> **Extrait fourni**
╔══

Jean-Claude Mas: La notion de commerce ne doit pas être une honte, comme un mal français qui voudrait que seule la production est noble et le reste se place en-dessous. Il faut rendre ses lettres de noblesse à l’activité de mise en marché… Mon père me disait que mon métier est différent du sien : il a passé sa vie dans ses vignes et ne comprenait pas ce que je faisais réellement, pensant en retour que je ne comprenais pas moi-même ce que lui faisait. Notre syndicat UEVM n’a réellement commencé à se structurer que depuis 5 ans, en décidant de nous financer et multiplier nos cotisations par 10, sous l’impulsion de Gilles Gally afin que nous ayons une parole qu’on puisse entendre.
Entre baisse de consommation et valorisation en berne, comment se positionne la filière languedocienne ?

╚══

> **Données d'entrée**

╔══

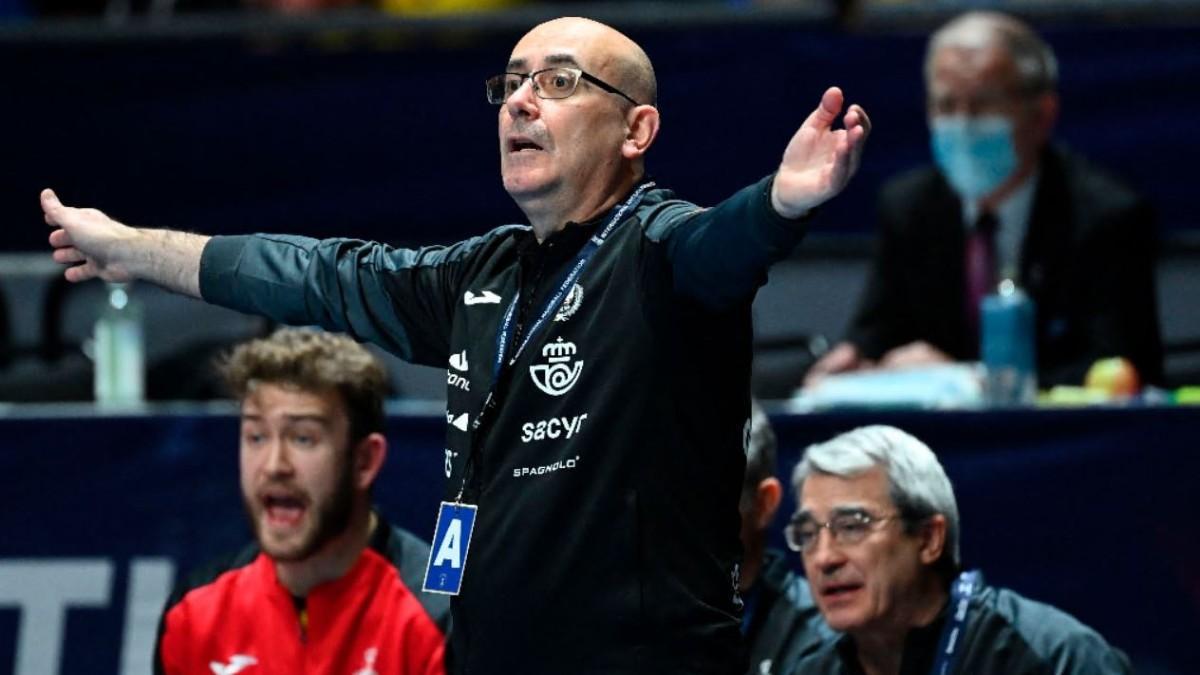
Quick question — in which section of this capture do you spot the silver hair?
[925,11,1058,96]
[792,425,961,572]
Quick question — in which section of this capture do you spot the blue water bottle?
[979,279,1037,407]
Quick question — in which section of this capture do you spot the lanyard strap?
[455,180,654,503]
[930,569,980,675]
[488,180,654,379]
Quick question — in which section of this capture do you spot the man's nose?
[504,77,541,117]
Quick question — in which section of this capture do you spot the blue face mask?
[929,115,1018,202]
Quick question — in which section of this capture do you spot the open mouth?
[262,492,307,527]
[821,584,863,602]
[509,136,542,153]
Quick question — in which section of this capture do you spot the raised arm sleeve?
[647,175,808,310]
[200,234,479,365]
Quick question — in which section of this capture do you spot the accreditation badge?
[421,502,479,596]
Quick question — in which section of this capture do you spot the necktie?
[965,211,1000,336]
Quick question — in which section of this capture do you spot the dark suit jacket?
[746,549,839,675]
[847,148,1163,387]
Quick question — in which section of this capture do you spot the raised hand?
[770,86,871,217]
[42,190,137,281]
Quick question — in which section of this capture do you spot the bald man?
[42,18,870,675]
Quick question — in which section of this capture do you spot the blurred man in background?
[786,426,1132,675]
[806,12,1163,387]
[738,404,834,675]
[156,329,450,675]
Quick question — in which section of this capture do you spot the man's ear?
[754,476,784,530]
[620,106,659,160]
[918,513,947,565]
[354,431,388,491]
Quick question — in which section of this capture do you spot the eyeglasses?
[487,67,641,106]
[784,509,900,554]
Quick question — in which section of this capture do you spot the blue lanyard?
[930,569,982,675]
[488,181,654,381]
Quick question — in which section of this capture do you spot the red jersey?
[158,523,445,675]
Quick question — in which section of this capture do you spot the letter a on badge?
[422,502,478,596]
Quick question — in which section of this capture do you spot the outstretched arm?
[42,190,209,298]
[770,86,871,219]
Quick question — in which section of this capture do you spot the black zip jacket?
[200,177,803,675]
[791,566,1133,675]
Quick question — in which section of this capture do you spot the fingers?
[804,86,844,130]
[41,187,62,225]
[50,242,88,264]
[42,187,62,211]
[62,263,98,283]
[49,228,74,249]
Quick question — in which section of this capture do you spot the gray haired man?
[786,426,1130,675]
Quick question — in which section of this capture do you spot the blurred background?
[0,0,1200,675]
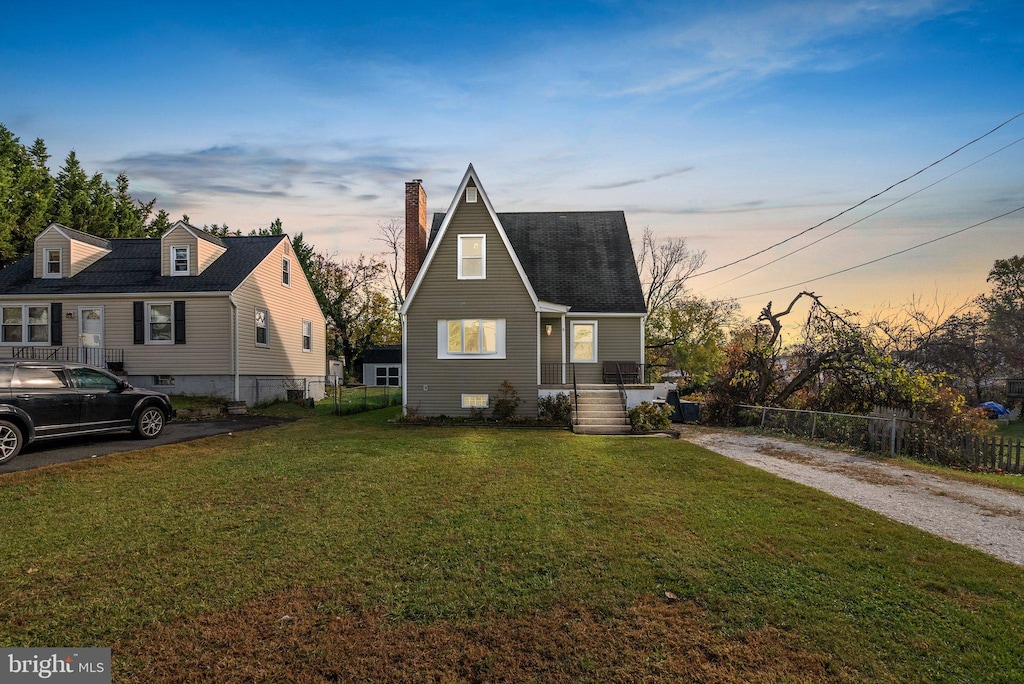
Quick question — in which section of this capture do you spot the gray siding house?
[0,221,327,403]
[400,165,650,417]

╚══

> **Consigne**
D'après l'extrait sur le commerce et la viticulture, indiquez s'il vous plaît par combien le syndicat UEVM a multiplié ses cotisations. Les données ci-dessus constituent un matériau distinct de l'extrait.

> **Réponse à l'exercice**
Par 10.